## Problem statement
In your copy of the data, keep every word exact and include no pictures.

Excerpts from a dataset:

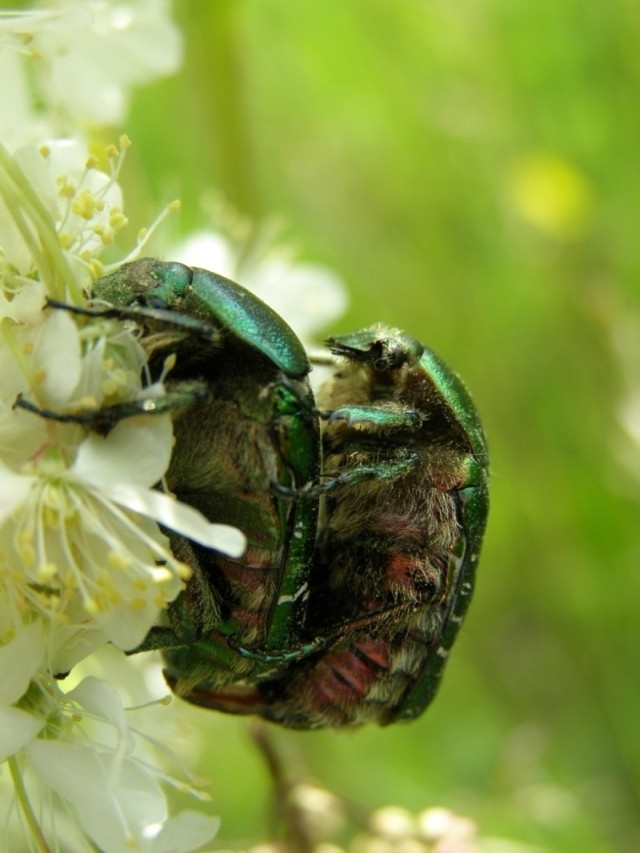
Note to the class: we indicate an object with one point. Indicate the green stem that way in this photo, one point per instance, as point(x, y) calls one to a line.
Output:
point(25, 804)
point(217, 68)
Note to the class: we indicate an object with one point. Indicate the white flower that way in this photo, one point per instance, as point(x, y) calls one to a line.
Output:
point(79, 61)
point(20, 659)
point(92, 760)
point(83, 203)
point(79, 541)
point(308, 296)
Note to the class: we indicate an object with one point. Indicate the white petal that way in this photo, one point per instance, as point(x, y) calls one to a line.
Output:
point(180, 518)
point(71, 644)
point(19, 660)
point(184, 832)
point(101, 700)
point(116, 804)
point(137, 450)
point(17, 729)
point(57, 355)
point(14, 489)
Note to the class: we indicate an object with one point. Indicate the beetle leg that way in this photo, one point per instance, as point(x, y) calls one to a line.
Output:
point(388, 469)
point(375, 419)
point(104, 419)
point(141, 314)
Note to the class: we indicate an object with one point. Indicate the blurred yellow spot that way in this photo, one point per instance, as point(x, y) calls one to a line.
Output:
point(551, 194)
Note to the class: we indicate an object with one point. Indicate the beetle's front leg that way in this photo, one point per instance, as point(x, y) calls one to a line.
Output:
point(185, 396)
point(144, 316)
point(387, 469)
point(373, 419)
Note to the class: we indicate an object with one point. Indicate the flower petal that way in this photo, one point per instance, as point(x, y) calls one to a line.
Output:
point(136, 450)
point(184, 832)
point(17, 729)
point(19, 661)
point(117, 805)
point(180, 517)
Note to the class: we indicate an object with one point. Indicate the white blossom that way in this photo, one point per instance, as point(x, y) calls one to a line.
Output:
point(64, 67)
point(83, 560)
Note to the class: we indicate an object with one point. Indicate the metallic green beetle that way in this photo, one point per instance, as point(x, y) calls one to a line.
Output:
point(244, 425)
point(405, 510)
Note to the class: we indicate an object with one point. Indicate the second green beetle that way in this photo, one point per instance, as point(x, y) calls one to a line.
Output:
point(248, 428)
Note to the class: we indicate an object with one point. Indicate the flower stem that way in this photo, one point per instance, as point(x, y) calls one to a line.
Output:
point(25, 804)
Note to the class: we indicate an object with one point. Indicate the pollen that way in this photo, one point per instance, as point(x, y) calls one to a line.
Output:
point(26, 549)
point(118, 560)
point(47, 572)
point(162, 575)
point(85, 205)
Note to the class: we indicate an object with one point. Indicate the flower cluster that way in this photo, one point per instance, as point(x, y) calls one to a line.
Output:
point(65, 67)
point(83, 561)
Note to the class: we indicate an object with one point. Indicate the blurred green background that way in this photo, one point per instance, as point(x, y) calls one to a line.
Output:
point(471, 169)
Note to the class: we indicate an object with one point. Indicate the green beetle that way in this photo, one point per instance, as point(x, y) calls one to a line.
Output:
point(405, 507)
point(244, 425)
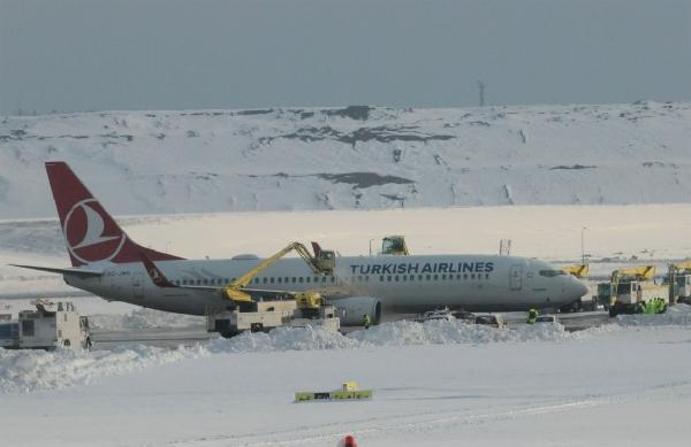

## Response to the exercise
Note to the class: we indicate an object with one point. Indicate the green stem that way in this photo, one point per instance, as point(x, y) calls one to a line.
Output:
point(25, 804)
point(217, 68)
Note to the class: we indicate an object with one point. Indicate the white flower that way in this photo, one point per instance, as point(x, y) calls one to a line.
Output:
point(79, 61)
point(20, 659)
point(92, 760)
point(83, 203)
point(79, 541)
point(308, 296)
Note to the class: we indicate an object with one point. Indicate the white petal that way in this photo, one point per instance, as point(x, y) calls one to a line.
Output:
point(180, 518)
point(71, 644)
point(19, 660)
point(184, 832)
point(101, 700)
point(116, 804)
point(137, 450)
point(17, 729)
point(57, 355)
point(14, 489)
Note to the class: we indicate an object with one point. Indicate the beetle leg that way in this photo, one point per instance, as point(x, y) calls one to a line.
Output:
point(388, 469)
point(375, 419)
point(104, 419)
point(141, 314)
Note to the class: we indicate an object with one point. Indicate the blurred yellow spot that way in this photo, one point per instance, as point(x, y) calls one to a line.
Output:
point(551, 194)
Note to the class: we indicate an object with one point. Indicate the beetle's front leg that way in this photo, one point per instance, as point(x, y) calls one to a line.
Output:
point(185, 396)
point(144, 316)
point(387, 469)
point(373, 419)
Note to the class: we indicate an object with one point. Indicate the flower petal that way in this photo, one point per instance, as point(x, y) calls one to a line.
Output:
point(136, 450)
point(184, 832)
point(17, 729)
point(19, 661)
point(117, 805)
point(180, 517)
Note to the class: we indicate an object with one point. Indicate the white blossom that way in this photo, one point per instance, as point(x, y) calls one to a line.
Output:
point(64, 67)
point(83, 560)
Note to the class: we indicate an object with one point. Indicate the metallic green beetle that way in this photo, one point per instance, as point(x, y) calls one to a line.
Output:
point(244, 425)
point(405, 510)
Note to the class: we indicate an object with one point. Indicate the second green beetle that way in this photo, one point per instance, as point(x, y) calls one to a line.
Output:
point(248, 428)
Note to the class: we indicate an object with one point. Indicate the flower stem that way in this photo, one point per instance, as point(x, y) calls one to a line.
Output:
point(25, 804)
Note to the class: we indicate an object with one point. Indicate the pollen that way in this photo, one point per instance, as point(x, y) calls one to a line.
Output:
point(26, 549)
point(118, 560)
point(47, 572)
point(162, 575)
point(85, 205)
Note to the class: we indicate an object with one point. Indicate the flower cluster that way in this photo, one point per instance, as point(x, y) calls one to a line.
Output:
point(65, 67)
point(83, 561)
Note to the class: we indicate an object with one point. Indicate the blurred green background that way in this photo, one point per instance, as point(x, y) calls one to a line.
Output:
point(471, 169)
Note to the class: we indicate an object with one point. Indicate the green beetle that way in this photo, one point per instance, as point(x, y) calls one to a line.
Output:
point(405, 507)
point(244, 425)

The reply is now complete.